= GIVEN TEXT =
▼

Scott Srnka

Current position
- Title: Associate head coach & defensive backs coach
- Team: DePauw
- Conference: NCAC

Biographical details
- Alma mater: Rhodes College (1987) Ohio University (1989)

Playing career
- 1983–1987: Rhodes
- Position(s): Strong safety

Coaching career (HC unless noted)
- 1988–1989: Ohio (GA)
- 1990: Urbana (DC)
- 1991–1993: Baldwin Wallace (QB/RB/K)
- 1994–2010: Rhodes (DC)
- 2011–2012: DePauw (DC/DB)
- 2012: DePauw (interim HC/DC/DB)
- 2013–present: DePauw (AHC/DB)

▲

= DATASET CONTENT =
▼

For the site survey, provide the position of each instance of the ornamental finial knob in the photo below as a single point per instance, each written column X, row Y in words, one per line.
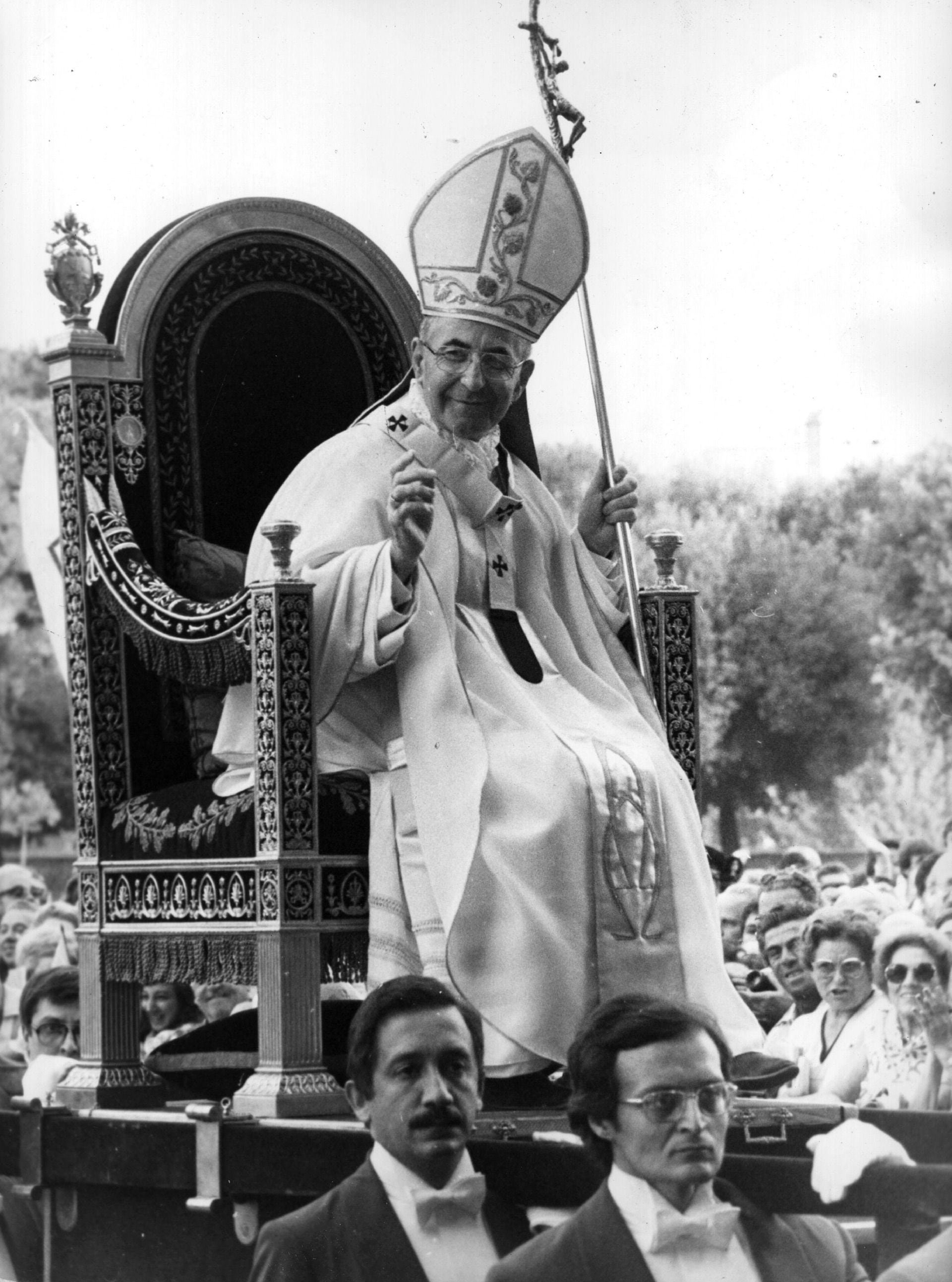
column 71, row 276
column 281, row 535
column 665, row 544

▲

= PROBLEMS AND TASKS =
1 – For the Scott Srnka profile, state whether each statement agrees with it. Answer yes or no for each, and quote the deciding words. (a) Srnka played strong safety. (b) Srnka was defensive coordinator at Rhodes starting in 1990. (c) Srnka's current title at DePauw includes associate head coach.
2 – Write out the Scott Srnka profile from "Coaching career (HC" up to and including "2013–present: DePauw (AHC/DB)".
The data above come from a separate source.

= WRITTEN RESPONSES =
1 –
(a) Yes: "Position(s): Strong safety"
(b) No: "1994–2010: Rhodes (DC)"
(c) Yes: "Title: Associate head coach & defensive backs coach"

2 –
Coaching career (HC unless noted)
- 1988–1989: Ohio (GA)
- 1990: Urbana (DC)
- 1991–1993: Baldwin Wallace (QB/RB/K)
- 1994–2010: Rhodes (DC)
- 2011–2012: DePauw (DC/DB)
- 2012: DePauw (interim HC/DC/DB)
- 2013–present: DePauw (AHC/DB)